» Short problem
Reproduce the items from the line with "# point at: black" up to and including the last line of the items, replacing "man's" with "person's" and leaving everything else unchanged.

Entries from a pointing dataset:
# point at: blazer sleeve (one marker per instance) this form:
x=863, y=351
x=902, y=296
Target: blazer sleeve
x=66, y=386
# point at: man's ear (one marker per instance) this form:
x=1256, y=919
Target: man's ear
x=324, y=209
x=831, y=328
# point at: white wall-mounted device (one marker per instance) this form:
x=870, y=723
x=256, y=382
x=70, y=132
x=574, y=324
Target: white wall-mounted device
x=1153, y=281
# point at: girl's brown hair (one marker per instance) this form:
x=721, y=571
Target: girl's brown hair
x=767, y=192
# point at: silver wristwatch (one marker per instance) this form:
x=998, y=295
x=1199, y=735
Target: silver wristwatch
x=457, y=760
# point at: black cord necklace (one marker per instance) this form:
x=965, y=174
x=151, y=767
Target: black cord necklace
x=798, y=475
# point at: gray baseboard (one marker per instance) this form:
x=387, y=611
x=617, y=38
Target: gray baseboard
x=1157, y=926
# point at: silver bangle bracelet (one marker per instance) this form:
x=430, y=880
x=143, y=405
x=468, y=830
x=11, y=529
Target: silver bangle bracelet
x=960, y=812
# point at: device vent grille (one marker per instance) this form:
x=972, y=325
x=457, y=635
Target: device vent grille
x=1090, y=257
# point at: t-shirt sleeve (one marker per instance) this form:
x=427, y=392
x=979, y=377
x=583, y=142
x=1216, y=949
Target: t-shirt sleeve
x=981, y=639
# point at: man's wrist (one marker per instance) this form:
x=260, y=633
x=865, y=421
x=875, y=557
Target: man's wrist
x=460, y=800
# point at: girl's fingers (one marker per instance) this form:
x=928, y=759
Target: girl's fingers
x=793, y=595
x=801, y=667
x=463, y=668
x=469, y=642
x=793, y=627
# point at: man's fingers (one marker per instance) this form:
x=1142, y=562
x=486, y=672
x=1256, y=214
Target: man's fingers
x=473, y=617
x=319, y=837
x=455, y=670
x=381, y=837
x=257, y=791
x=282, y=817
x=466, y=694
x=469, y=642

» Solution to the exercise
# point at: black cord necklace (one marker per instance) this form:
x=965, y=174
x=151, y=767
Target: black cord necklace
x=798, y=475
# point at: gray baseboard (one marker per instance) this form:
x=387, y=611
x=617, y=38
Target: gray baseboard
x=1157, y=926
# point at: silver bangle bracelet (one marker per instance) this form:
x=430, y=880
x=143, y=405
x=468, y=830
x=11, y=529
Target: silver bangle bracelet
x=960, y=812
# point at: device vent grille (one marker per instance) this form:
x=972, y=325
x=457, y=635
Target: device vent grille
x=1090, y=257
# point at: t-shirt sleeve (one marker per instance) this form:
x=427, y=392
x=979, y=377
x=583, y=142
x=1216, y=949
Target: t-shirt sleeve
x=981, y=639
# point at: person's wrist (one marker per instance) this form:
x=260, y=633
x=865, y=421
x=875, y=557
Target: person's wrist
x=460, y=800
# point at: girl's fingers (one marker per instance) this form:
x=928, y=759
Target: girl's fingers
x=793, y=595
x=801, y=667
x=463, y=668
x=469, y=642
x=793, y=627
# point at: person's fingers (one marker per instance) this form:
x=1142, y=562
x=486, y=672
x=1256, y=214
Target: person's fingers
x=473, y=617
x=319, y=837
x=455, y=670
x=381, y=837
x=257, y=791
x=282, y=817
x=466, y=694
x=469, y=642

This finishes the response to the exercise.